▶ **Entries**
>>

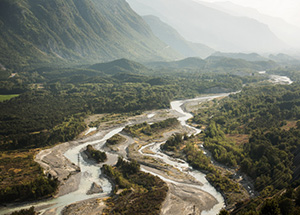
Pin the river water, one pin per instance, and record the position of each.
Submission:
(90, 173)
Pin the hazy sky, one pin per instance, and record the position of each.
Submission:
(286, 9)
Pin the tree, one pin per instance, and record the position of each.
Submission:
(270, 207)
(224, 212)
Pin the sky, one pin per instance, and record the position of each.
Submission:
(289, 10)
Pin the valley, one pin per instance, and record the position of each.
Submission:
(148, 107)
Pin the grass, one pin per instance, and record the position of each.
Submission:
(17, 167)
(7, 97)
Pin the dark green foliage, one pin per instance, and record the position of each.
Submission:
(173, 142)
(224, 184)
(97, 155)
(116, 139)
(146, 195)
(39, 188)
(151, 129)
(29, 211)
(224, 212)
(270, 208)
(271, 157)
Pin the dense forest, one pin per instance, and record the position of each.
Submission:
(49, 104)
(267, 117)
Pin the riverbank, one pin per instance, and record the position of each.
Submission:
(63, 161)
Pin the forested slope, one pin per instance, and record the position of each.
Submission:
(36, 32)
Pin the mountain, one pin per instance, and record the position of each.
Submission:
(243, 56)
(217, 29)
(215, 63)
(284, 59)
(79, 31)
(285, 31)
(120, 66)
(171, 37)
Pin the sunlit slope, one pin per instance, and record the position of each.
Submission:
(36, 31)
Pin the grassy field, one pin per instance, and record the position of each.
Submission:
(7, 97)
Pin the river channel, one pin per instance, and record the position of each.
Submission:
(90, 173)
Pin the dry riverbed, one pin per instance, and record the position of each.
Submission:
(182, 197)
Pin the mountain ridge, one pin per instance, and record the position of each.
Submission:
(171, 37)
(36, 31)
(216, 29)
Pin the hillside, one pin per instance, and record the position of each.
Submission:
(172, 38)
(35, 32)
(120, 66)
(214, 28)
(216, 63)
(243, 56)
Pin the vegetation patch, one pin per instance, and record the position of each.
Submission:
(269, 116)
(97, 155)
(185, 148)
(149, 130)
(22, 179)
(7, 97)
(116, 139)
(142, 192)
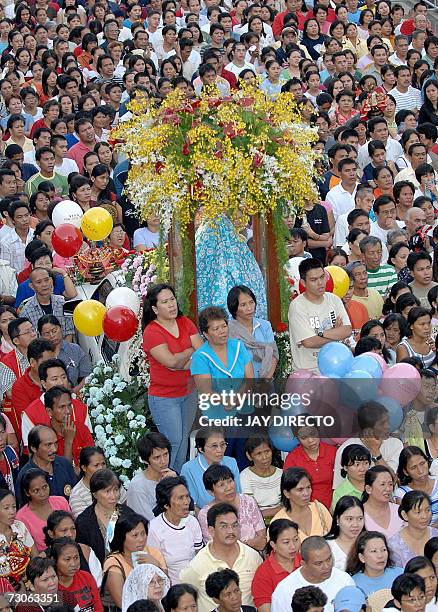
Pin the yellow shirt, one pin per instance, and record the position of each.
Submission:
(204, 564)
(321, 520)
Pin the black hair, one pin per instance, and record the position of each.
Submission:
(289, 480)
(372, 475)
(352, 453)
(163, 492)
(147, 443)
(126, 523)
(405, 584)
(343, 504)
(216, 473)
(405, 455)
(354, 564)
(53, 520)
(150, 301)
(308, 597)
(27, 478)
(219, 510)
(218, 581)
(233, 298)
(174, 594)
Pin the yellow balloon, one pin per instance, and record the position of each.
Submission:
(97, 223)
(341, 281)
(88, 317)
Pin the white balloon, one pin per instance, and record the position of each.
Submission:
(123, 296)
(67, 211)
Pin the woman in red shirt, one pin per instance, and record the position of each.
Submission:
(284, 548)
(169, 341)
(65, 553)
(318, 459)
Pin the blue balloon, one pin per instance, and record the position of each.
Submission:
(366, 363)
(358, 387)
(283, 439)
(394, 409)
(334, 358)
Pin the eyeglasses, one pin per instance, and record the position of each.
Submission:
(221, 446)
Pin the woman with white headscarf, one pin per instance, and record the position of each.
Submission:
(145, 582)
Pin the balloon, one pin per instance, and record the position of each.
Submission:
(283, 439)
(379, 359)
(366, 363)
(395, 411)
(67, 211)
(334, 358)
(97, 223)
(340, 279)
(88, 317)
(328, 283)
(357, 388)
(124, 296)
(67, 239)
(120, 323)
(402, 382)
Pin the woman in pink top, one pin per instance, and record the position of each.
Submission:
(380, 513)
(40, 504)
(219, 482)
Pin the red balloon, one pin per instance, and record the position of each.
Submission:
(328, 284)
(67, 240)
(120, 323)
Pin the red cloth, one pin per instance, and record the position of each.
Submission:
(24, 274)
(320, 470)
(84, 588)
(24, 391)
(266, 578)
(82, 439)
(11, 361)
(278, 22)
(165, 382)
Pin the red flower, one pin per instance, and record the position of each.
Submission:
(257, 160)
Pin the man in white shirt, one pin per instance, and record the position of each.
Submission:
(378, 130)
(315, 317)
(401, 45)
(406, 96)
(63, 165)
(364, 200)
(316, 570)
(373, 422)
(342, 196)
(385, 211)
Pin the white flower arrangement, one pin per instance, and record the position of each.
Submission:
(119, 415)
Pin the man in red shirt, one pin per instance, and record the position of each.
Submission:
(52, 373)
(27, 387)
(87, 141)
(318, 459)
(72, 437)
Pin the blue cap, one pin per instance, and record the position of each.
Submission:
(349, 598)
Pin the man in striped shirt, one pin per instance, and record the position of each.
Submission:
(380, 276)
(406, 97)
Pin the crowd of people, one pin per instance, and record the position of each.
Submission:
(224, 524)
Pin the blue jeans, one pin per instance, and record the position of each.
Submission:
(174, 418)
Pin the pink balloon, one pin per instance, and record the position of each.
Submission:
(402, 382)
(380, 360)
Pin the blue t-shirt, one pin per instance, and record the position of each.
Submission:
(24, 291)
(193, 471)
(370, 585)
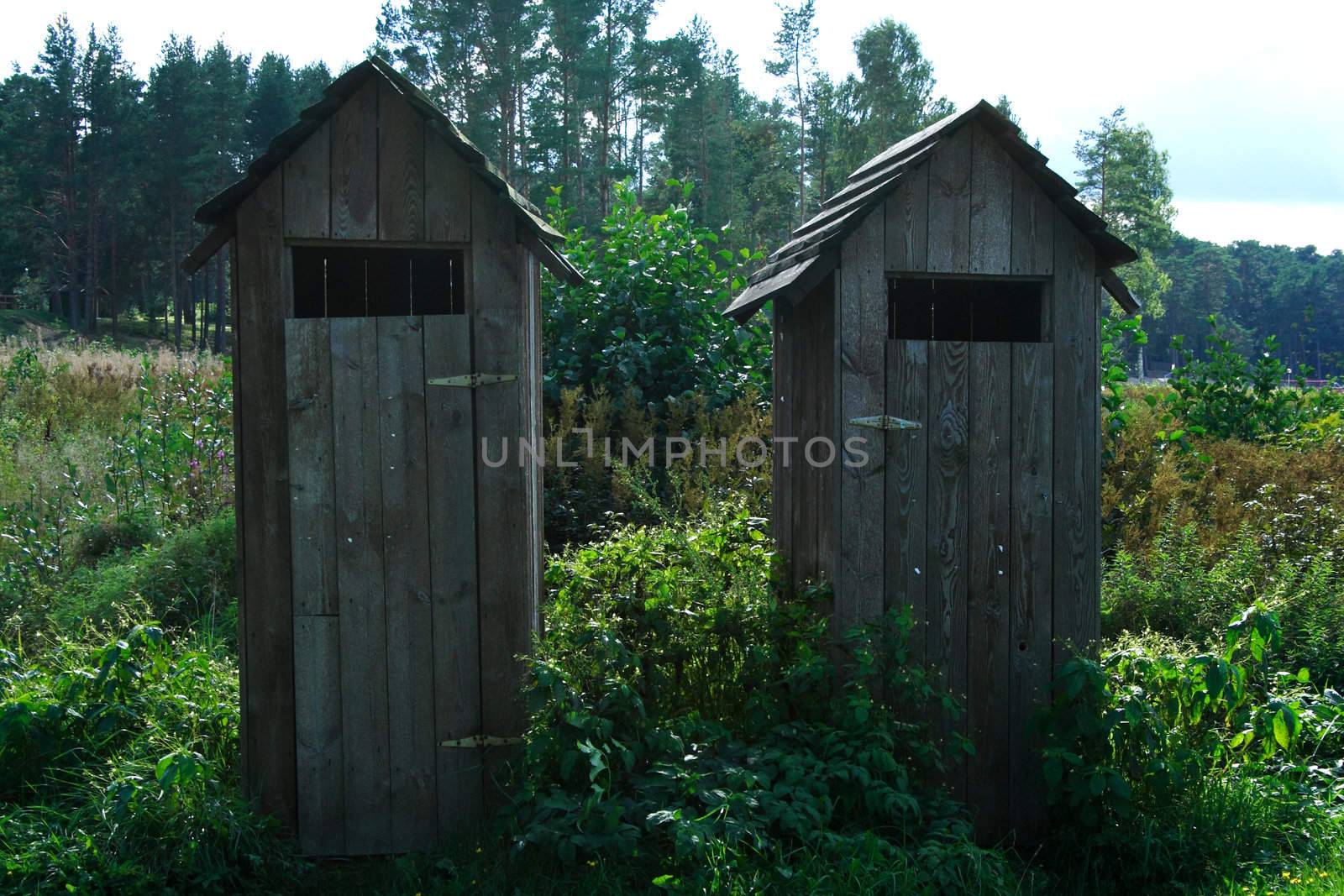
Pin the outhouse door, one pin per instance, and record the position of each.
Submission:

<<

▶ **Task**
Output each line exactly; omit every picture.

▶ **Problem solution**
Pin the river water, one pin per instance, and record the position of each.
Submission:
(90, 173)
Pin the hazy sky, one pin per instance, and record the position of each.
Submission:
(286, 9)
Pin the tree, one pin per instance, and record the position of each.
Submission:
(270, 207)
(224, 212)
Pin the sky, one pin per instance, and record the position of each.
Submission:
(289, 10)
Pin the valley, one pin per instance, and record the position of each.
Submission:
(148, 107)
Pin the grass, one pin per instance, and record the position of each.
Submission:
(17, 167)
(7, 97)
Pin the dark green foliage, one pin per instance, and record the position of each.
Submission:
(173, 142)
(224, 184)
(97, 155)
(116, 139)
(146, 195)
(39, 188)
(151, 129)
(29, 211)
(224, 212)
(270, 208)
(271, 157)
Pin the dense forest, one pin per instance, and record the position of each.
Submission:
(49, 104)
(267, 117)
Pin the riverbank, one pin per instance, and record the position of each.
Submission:
(63, 161)
Pin the forested slope, one pin per instance, and record the position of each.
Submission:
(36, 32)
Pin the mountain, one pin per instance, and record the position of each.
Submission:
(243, 56)
(217, 29)
(215, 63)
(284, 59)
(79, 31)
(285, 31)
(120, 66)
(171, 37)
Pin the sunlit slope, one pin per instance, and record the position of each.
Submission:
(36, 31)
Pin the grassy field, one pin per instance, and record the position of each.
Submission:
(7, 97)
Pin the river channel, one pin per instance, and record the position of each.
Submission:
(90, 173)
Pin the dry riverbed, one pin per instance, and record the position of each.
Submission:
(182, 197)
Pin the mountain ridge, one pin per instance, and record the position of each.
Submission:
(171, 37)
(36, 31)
(216, 29)
Pin the hillside, one pin per instance, and record the position of each.
Submission:
(172, 38)
(35, 32)
(120, 66)
(214, 28)
(216, 63)
(243, 56)
Pin the vegetation patch, one pin per instance, and record the position of each.
Submission:
(269, 116)
(97, 155)
(185, 148)
(149, 130)
(22, 179)
(7, 97)
(116, 139)
(142, 192)
Pin the yellow shirt, one pin per instance, and record the position of each.
Submission:
(204, 564)
(321, 520)
Pin the black hair, one pin per instance, and record the position of each.
Submission:
(289, 480)
(372, 475)
(352, 453)
(163, 492)
(147, 443)
(126, 523)
(405, 584)
(343, 504)
(216, 473)
(405, 455)
(354, 564)
(53, 520)
(150, 301)
(308, 597)
(27, 478)
(219, 510)
(218, 581)
(233, 298)
(174, 594)
Pin the yellow balloon, one pin per instance, and record the position of each.
Submission:
(97, 223)
(341, 281)
(88, 317)
Pin the white balloon, one pin per instance, and record the position of each.
Submission:
(123, 296)
(67, 211)
Pin the woman in red shirt, one pin per instance, and record the position of each.
Submission:
(284, 548)
(169, 341)
(65, 553)
(318, 459)
Pin the blue balloon, one pin per instance, and record the position of each.
Submission:
(366, 363)
(358, 387)
(283, 439)
(394, 409)
(334, 358)
Pin the eyeglasses, one pin per instance, and record the position of each.
Submission:
(221, 446)
Pin the woman with white headscarf, one pin per instance, and record the position of each.
Submission:
(145, 582)
Pin the balloon, one pin per instance, and record the position of each.
Submission:
(283, 439)
(379, 359)
(366, 363)
(395, 411)
(67, 211)
(334, 358)
(97, 223)
(340, 279)
(88, 317)
(328, 283)
(357, 388)
(124, 296)
(67, 239)
(120, 323)
(402, 382)
Pin the woman in pink top, one pin per instance, and record the position of each.
Submission:
(380, 513)
(40, 504)
(219, 482)
Pin the red balloon, one pin per instance, and record the position of each.
Submission:
(328, 284)
(67, 240)
(120, 323)
Pin the red cloth, one pin per instance, and record the position of each.
Submission:
(24, 274)
(320, 470)
(84, 588)
(24, 391)
(266, 578)
(82, 439)
(11, 361)
(278, 22)
(165, 382)
Pin the red flower, one pin per instance, and record the position of each.
Submission:
(257, 160)
Pin the man in white shirt, one pin per instance, and record the position of each.
Submission:
(378, 130)
(315, 317)
(401, 45)
(406, 96)
(63, 165)
(364, 200)
(316, 570)
(373, 422)
(342, 196)
(385, 211)
Pin the white flower arrangement, one pin per instance, and record the position of each.
Submission:
(119, 415)
Pin the man in red shirt, one pin per instance, and record the position of each.
Submission:
(52, 373)
(27, 387)
(87, 141)
(318, 459)
(72, 437)
Pin the blue cap, one pin per instance, and record the position of each.
Submission:
(349, 598)
Pin the man in striped shirt, one pin per instance, and record the position of each.
Submission:
(380, 276)
(406, 97)
Pin the crowd of people, one pin per instance, and record the position of each.
Submission:
(224, 524)
Pin the blue jeans, one pin per instance, and record the position of each.
Submission:
(174, 418)
Pin the pink balloon, one pin per instance, and record the position of each.
Submission:
(402, 382)
(380, 360)
Pin the blue t-shirt, one pin per instance, and record the position of each.
Submission:
(24, 291)
(193, 471)
(370, 585)
Pin the outhouse door, one pin per instance, and record the position of each.
Submission:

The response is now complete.